[WHAT IS REQUIRED]:
Carry on the countdown of contested tourist destinations, starting after its last sentence.

[SELECTED EXCERPT]:
..........

10. Lower Ninth Ward, New Orleans – USA
In the weeks after Hurricane Katrina walloped New Orleans, residents of the Lower Ninth Ward began to notice a new crop of people wandering through their debris-strewn streets. They weren’t relief workers or returning residents. They weren’t even journalists. These strangers coming in by the bus-full, it turns out, were paying tourists exploring the neighborhood on a so-called Katrina tour. The City Council quickly approved an ordinance in 2006 banning the tour groups from crossing the Industrial Canal and entering the besieged neighborhood, but that ordinance went largely unenforced until last year when City Councilman Ernest F. Charbonnet spoke out in support of residents. “They’re tired of being gawked at like they’re sideshow animals in a zoo,” he told IBTimes last October. “It has a humiliating aspect.” Charbonnet and the tour operators have since come to an understanding, but the tours remain a touchy subject for area residents.
9. Padaung Karen Reserve, Thailand
Thailand has an estimated 1.2 million hill tribesmen, but rights groups like Plan International say of those, some 500,000 are not considered Thai citizens, excluding them from owning land, voting or accepting state-funded health care. One such group, the Padaung Karen (inaccurately referred to as the “longneck” women), live in an artificial hill tribe village near Chiang Rai set up purely for the purpose of tourism. The women are fitted with brass rings that deform their chests and shoulders to give off the illusion of an abnormally long neck. Some say tourism provides them with a way of preserving their culture, while others claim the industry exploits these stateless women in exchange for tourism dollars (most of which go to the Thai tour operators). Whether or not these women have the freedom to leave there situation is yet another matter altogether.

..........

[DATA FOR REVIEW]:

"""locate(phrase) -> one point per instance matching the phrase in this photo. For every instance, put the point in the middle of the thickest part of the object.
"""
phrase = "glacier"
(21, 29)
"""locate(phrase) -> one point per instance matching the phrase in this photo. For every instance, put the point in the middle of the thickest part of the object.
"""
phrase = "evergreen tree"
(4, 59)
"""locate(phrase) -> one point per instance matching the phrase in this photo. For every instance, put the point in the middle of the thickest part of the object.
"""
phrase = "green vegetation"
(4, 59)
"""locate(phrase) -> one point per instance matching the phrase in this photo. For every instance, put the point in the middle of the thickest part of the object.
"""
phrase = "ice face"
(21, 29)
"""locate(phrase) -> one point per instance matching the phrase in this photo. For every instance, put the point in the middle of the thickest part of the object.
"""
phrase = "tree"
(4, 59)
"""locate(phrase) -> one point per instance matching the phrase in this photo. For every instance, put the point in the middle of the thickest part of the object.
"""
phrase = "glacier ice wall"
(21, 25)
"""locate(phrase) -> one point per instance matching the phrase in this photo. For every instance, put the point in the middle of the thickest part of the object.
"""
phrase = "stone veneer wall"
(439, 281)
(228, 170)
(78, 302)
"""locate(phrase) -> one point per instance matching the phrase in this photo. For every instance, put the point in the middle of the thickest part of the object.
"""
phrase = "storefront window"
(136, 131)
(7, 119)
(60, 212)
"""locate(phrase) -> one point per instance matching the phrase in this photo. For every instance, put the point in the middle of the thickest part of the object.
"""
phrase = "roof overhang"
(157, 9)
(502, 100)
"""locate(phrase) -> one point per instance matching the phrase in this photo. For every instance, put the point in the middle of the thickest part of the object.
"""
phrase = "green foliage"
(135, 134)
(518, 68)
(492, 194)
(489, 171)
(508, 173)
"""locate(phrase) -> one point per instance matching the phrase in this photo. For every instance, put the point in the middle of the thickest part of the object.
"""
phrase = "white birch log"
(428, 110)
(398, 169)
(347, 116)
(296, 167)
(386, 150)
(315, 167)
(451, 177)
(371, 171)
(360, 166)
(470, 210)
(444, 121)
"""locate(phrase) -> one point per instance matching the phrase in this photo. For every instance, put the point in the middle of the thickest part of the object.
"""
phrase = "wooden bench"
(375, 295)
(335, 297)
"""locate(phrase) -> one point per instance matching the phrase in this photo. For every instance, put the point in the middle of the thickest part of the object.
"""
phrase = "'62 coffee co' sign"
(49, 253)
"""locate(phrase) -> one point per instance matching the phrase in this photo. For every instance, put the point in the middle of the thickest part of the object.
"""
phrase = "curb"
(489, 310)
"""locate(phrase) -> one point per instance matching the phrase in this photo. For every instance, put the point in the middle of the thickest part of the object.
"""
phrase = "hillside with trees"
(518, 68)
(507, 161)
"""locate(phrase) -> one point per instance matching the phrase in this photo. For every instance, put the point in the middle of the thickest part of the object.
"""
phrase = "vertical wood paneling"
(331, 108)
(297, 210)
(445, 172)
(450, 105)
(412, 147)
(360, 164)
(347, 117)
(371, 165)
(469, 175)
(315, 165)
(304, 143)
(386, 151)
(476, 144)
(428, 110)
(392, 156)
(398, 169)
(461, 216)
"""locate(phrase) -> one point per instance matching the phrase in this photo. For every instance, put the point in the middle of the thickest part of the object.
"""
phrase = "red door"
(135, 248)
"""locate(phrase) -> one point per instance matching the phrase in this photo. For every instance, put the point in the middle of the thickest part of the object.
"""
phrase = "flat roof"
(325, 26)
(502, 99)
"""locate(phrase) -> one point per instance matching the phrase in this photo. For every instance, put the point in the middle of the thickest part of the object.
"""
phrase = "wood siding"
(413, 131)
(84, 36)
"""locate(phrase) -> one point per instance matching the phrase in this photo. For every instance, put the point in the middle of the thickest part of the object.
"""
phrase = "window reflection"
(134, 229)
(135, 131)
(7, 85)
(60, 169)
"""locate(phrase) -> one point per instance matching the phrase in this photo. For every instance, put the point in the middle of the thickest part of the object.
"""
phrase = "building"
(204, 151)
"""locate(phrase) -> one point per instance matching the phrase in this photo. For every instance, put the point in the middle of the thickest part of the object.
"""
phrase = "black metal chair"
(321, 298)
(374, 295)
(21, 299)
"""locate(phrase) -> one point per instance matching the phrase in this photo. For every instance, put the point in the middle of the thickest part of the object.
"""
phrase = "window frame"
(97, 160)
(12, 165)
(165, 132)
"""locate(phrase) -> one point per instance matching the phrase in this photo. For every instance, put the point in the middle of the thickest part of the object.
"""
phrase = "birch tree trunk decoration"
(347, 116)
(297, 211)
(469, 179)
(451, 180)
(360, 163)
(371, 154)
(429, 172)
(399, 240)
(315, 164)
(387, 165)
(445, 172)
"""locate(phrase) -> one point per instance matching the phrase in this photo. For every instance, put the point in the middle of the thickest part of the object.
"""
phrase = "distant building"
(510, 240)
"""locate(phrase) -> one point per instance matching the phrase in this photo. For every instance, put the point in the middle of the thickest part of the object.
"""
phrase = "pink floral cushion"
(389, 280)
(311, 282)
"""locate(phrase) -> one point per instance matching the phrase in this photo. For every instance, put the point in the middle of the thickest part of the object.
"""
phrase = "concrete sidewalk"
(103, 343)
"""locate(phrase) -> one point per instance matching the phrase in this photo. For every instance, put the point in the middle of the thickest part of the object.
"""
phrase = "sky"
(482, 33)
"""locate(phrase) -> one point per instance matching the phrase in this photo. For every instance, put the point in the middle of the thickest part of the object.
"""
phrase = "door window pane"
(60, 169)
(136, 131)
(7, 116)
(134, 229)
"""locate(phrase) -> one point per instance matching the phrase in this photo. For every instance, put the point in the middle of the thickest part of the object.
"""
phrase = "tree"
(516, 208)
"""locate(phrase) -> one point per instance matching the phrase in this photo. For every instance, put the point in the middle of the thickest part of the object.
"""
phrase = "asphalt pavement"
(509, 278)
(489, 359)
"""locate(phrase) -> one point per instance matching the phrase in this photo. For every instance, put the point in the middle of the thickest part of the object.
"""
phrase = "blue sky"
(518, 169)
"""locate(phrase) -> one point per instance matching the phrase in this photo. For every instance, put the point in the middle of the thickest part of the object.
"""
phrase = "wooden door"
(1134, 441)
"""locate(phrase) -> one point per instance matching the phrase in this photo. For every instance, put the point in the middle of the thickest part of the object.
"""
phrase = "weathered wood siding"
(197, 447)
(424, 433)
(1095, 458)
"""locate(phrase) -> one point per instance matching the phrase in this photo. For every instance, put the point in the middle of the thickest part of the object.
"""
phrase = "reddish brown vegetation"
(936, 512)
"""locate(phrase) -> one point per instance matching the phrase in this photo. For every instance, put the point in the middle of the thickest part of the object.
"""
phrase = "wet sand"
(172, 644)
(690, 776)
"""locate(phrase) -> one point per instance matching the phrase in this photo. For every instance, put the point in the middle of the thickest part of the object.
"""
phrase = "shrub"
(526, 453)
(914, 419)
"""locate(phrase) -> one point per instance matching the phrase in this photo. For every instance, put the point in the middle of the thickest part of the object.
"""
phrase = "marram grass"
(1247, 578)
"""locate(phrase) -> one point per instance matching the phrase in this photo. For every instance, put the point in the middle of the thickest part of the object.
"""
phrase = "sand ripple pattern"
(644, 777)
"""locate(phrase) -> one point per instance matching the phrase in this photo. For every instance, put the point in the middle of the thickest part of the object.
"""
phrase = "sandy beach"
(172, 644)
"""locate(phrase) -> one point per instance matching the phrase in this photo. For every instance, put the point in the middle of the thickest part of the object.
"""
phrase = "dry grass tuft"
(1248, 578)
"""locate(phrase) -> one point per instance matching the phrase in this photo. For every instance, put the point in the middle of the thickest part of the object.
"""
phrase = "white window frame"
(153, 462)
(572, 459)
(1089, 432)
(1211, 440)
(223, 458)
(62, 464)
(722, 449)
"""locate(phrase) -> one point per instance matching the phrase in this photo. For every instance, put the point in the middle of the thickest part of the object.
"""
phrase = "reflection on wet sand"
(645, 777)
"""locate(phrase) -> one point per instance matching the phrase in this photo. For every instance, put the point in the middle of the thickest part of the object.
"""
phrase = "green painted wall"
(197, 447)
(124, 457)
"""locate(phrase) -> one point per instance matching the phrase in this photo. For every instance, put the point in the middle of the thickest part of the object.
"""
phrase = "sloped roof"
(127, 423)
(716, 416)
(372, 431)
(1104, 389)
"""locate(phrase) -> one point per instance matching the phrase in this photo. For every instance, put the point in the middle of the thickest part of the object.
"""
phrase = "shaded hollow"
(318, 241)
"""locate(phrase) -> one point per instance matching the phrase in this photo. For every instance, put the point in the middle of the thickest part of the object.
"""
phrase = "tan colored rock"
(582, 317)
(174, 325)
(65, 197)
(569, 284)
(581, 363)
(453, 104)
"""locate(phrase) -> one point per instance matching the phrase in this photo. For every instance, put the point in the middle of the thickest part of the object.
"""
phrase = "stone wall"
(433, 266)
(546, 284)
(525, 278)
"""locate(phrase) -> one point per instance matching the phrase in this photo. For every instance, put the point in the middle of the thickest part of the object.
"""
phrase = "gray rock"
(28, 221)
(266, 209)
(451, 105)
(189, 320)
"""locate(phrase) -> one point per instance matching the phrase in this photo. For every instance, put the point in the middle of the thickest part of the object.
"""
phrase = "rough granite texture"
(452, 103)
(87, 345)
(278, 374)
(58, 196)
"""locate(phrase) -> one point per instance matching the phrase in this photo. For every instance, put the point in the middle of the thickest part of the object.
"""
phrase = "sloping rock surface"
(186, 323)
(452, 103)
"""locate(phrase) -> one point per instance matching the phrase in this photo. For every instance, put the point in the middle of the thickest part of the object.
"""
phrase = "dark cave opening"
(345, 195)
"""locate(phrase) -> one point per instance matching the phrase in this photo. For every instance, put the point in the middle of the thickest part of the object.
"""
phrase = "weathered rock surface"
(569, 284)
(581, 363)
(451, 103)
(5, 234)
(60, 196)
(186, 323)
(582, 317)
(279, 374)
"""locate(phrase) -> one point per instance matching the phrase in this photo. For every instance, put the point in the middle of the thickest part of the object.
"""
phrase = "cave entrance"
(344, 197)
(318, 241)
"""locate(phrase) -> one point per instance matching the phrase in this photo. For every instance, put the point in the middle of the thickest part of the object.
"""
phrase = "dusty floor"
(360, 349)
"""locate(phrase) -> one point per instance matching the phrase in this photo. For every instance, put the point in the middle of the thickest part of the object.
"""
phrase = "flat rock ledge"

..........

[ANSWER FOR THE TASK]:
8. Dharavi Slum in Mumbai, India
Asia’s largest slum, Dharavi, lies on prime property right in the middle of India’s financial capital, Mumbai. It is home to more than a million people. Many are second-generation residents, whose parents moved in years ago. The idea to take the tour of Asia’s largest slum may be quite hard to justify, but one thing is certain – it is a sobering visit. Oppressive odor, heart-breaking conditions and poverty that goes beyond imagination are a depressing reality for about 1 million people. Now that it’s been popularized by the Oscar-winning Slumdog Millionaire, Dharavi draws countless visitors willing to “get the real taste of distress”. On the one hand, the revenues from the tours are said to go directly to the community, which is very honorable. On the other, there is something inherently strange about wanting to watch other people’s suffering, isn’t there?
7. London Dungeon, UK
The London Dungeon is a popular London tourist attraction, which recreates various gory and macabre historical events in a gallows humour style aimed at younger audiences. It uses a mixture of live actors, special effects and rides.Laughing at death is one thing, but making fun of somebody’s suffering is quite another. The Dungeons are undoubtedly one of London’s premier attractions, basically created to give an account of macabre medieval history. However, it has evolved into a graphic spectacle of torture and a bloody bunch of rather tasteless exhibits. There is a sense that all those special effects, fun rides, and grim humor do not serve educational purposes but only provide entertainment. And that’s scary.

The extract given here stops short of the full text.